Reproduce only the lines starting with the one containing "Is any grey" and running through the one containing "[[283, 159, 362, 240]]", swapping "bounding box" for "bounding rectangle" and leaving everything else unchanged.

[BEGIN]

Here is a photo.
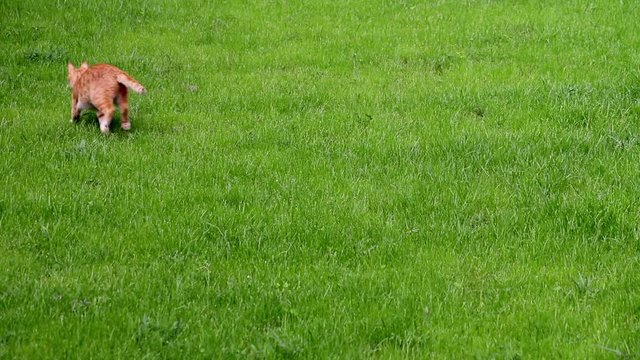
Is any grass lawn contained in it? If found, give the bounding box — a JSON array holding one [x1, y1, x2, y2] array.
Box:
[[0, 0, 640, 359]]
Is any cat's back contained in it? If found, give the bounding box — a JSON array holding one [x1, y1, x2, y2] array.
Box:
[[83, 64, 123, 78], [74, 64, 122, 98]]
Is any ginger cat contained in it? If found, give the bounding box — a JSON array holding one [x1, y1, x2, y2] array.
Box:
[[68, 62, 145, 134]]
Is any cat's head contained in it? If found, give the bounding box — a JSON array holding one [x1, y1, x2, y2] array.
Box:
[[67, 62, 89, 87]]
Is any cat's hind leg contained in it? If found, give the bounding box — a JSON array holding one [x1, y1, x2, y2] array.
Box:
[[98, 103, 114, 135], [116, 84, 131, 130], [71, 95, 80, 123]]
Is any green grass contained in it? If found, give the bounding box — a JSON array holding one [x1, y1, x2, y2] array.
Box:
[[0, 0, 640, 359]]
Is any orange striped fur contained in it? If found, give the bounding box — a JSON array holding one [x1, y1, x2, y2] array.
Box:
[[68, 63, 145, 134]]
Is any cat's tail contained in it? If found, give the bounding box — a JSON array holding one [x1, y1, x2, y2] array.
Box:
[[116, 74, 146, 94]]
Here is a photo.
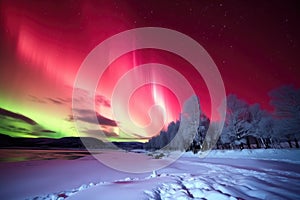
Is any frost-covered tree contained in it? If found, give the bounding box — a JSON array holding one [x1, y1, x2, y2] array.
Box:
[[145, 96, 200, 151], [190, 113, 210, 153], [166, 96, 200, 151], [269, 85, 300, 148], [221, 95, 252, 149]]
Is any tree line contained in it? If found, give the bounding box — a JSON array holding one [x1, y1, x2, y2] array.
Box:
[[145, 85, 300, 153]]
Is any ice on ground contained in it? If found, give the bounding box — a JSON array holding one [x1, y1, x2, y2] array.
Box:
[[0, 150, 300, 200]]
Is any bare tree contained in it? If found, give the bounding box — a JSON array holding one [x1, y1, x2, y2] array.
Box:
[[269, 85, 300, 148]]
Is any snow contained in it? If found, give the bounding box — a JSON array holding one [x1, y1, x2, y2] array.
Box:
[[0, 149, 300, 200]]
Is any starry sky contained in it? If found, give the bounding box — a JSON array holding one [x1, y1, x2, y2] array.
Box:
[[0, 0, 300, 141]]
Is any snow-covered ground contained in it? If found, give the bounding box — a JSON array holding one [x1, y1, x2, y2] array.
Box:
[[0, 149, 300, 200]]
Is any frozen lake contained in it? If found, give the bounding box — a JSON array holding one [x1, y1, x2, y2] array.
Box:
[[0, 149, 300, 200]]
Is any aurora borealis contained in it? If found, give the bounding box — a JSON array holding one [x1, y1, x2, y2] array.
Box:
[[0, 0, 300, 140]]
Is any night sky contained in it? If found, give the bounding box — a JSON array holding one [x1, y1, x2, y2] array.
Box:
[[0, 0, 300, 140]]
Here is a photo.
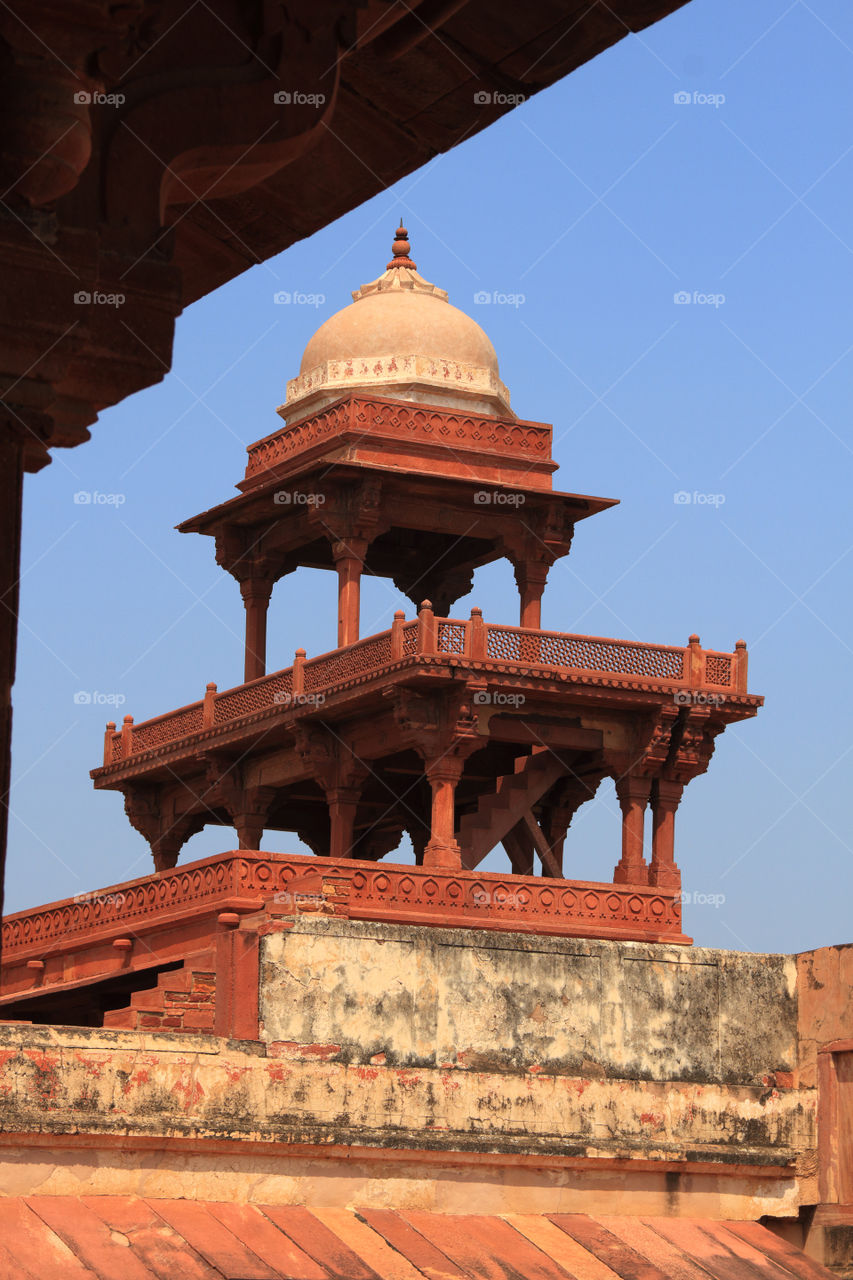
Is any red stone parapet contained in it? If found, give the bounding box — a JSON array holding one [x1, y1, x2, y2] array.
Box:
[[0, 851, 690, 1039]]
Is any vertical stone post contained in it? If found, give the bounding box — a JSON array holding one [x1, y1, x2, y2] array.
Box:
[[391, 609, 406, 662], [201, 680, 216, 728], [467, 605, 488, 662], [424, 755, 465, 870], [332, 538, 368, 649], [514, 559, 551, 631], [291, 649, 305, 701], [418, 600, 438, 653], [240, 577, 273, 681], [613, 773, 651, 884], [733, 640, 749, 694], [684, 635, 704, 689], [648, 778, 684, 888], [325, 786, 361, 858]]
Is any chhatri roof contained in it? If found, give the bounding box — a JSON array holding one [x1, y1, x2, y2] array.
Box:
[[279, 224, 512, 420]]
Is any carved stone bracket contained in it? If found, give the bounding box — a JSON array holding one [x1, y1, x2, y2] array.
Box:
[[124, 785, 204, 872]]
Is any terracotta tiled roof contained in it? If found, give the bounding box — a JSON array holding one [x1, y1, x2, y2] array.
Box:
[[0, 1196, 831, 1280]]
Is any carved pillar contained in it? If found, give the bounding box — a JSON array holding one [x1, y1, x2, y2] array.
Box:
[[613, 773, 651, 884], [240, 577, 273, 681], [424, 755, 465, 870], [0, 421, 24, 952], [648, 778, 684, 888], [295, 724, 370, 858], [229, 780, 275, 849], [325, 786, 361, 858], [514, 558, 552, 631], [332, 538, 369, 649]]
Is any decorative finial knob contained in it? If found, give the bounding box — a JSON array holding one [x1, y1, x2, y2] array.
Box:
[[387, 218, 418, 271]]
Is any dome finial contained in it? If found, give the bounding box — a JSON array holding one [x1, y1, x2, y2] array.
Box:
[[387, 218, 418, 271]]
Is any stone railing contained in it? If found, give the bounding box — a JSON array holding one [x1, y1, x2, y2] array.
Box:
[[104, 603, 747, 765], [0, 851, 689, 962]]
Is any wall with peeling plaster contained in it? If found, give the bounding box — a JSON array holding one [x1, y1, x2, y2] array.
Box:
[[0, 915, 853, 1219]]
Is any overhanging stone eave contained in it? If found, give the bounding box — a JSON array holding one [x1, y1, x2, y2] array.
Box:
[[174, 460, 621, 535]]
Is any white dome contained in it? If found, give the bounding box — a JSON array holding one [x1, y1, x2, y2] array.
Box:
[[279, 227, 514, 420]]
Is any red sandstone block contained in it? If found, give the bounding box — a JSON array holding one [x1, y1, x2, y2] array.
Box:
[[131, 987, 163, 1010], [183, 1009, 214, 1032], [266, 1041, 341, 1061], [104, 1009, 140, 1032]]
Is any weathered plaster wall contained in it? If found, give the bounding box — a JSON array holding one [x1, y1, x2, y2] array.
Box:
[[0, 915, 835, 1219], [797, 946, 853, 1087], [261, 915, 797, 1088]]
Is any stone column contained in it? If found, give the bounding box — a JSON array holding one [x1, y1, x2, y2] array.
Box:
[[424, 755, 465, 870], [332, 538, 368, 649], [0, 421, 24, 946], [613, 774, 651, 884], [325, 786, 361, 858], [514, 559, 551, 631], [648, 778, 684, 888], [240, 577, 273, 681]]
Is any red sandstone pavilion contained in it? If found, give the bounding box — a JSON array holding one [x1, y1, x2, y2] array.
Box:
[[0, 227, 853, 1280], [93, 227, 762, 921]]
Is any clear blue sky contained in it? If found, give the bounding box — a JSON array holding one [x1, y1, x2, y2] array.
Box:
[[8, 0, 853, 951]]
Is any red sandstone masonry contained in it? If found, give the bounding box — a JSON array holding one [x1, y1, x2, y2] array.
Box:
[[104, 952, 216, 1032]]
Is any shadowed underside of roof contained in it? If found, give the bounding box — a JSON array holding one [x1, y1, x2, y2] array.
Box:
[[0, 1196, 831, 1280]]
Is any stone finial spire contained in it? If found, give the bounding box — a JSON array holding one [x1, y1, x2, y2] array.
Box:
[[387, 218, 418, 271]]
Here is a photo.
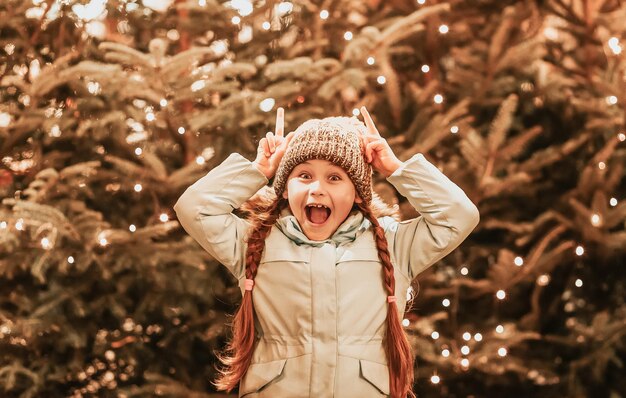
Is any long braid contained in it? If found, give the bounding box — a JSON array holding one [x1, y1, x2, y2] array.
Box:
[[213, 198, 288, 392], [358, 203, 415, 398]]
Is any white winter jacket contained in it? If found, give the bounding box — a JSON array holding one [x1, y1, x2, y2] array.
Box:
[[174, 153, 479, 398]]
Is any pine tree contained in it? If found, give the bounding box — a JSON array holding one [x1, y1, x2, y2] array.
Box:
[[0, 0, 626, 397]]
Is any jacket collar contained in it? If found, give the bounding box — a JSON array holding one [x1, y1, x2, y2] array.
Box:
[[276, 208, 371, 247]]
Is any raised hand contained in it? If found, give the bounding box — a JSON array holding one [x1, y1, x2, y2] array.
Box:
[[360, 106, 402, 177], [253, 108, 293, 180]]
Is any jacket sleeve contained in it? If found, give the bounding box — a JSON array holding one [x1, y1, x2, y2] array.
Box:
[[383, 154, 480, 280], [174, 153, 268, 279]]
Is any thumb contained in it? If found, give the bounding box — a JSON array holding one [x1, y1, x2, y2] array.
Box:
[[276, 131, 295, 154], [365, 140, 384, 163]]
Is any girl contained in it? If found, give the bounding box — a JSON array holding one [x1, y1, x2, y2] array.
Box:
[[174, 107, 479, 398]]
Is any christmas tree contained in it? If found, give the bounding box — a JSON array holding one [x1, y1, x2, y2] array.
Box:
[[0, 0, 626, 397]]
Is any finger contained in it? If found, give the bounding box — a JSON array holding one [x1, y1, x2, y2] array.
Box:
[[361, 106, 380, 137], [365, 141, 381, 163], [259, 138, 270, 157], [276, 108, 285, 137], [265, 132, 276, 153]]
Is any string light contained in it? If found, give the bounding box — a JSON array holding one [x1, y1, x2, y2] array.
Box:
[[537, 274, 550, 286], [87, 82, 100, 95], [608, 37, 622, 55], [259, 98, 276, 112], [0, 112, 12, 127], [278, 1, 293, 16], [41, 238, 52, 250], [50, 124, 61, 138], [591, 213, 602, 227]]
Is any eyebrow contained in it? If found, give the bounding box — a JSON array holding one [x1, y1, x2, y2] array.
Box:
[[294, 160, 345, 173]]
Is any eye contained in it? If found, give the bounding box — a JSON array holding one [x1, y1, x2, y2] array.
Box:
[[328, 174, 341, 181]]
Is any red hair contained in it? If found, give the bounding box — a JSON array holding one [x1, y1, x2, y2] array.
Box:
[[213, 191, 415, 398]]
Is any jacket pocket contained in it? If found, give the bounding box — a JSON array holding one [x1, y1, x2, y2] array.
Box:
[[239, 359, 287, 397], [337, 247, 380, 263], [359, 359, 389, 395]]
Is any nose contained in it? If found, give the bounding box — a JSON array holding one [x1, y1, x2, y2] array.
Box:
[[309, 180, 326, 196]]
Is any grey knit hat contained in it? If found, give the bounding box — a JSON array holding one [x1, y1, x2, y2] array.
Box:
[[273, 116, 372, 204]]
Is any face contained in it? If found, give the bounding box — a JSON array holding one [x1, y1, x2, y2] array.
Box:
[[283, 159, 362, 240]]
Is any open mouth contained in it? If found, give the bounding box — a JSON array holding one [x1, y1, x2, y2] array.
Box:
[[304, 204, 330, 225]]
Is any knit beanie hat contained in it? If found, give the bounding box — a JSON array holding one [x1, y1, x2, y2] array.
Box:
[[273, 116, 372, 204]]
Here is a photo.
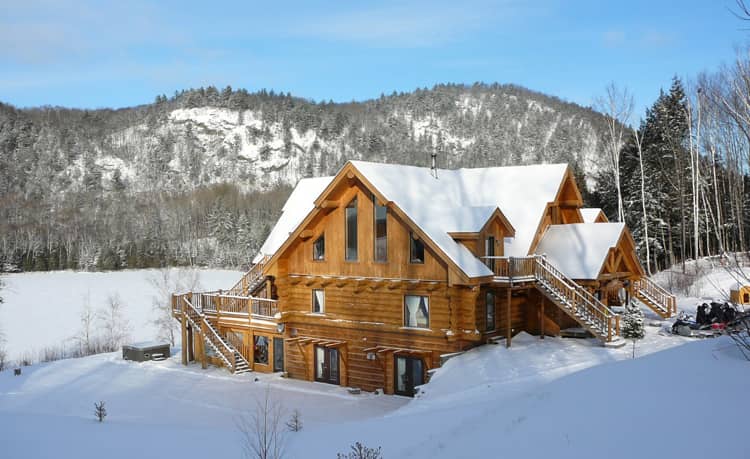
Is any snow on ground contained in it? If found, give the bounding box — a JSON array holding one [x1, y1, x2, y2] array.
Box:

[END]

Final result ->
Is any grey knit hat contained in it? If found, give the bounding rectangle — a JSON array holding one [x1, y1, x2, y2] array.
Box:
[[273, 116, 372, 204]]
Is any face contained in it? If found, give the bounding rectangle — a JSON array holding one [x1, y1, x2, y2] array.
Box:
[[283, 159, 362, 240]]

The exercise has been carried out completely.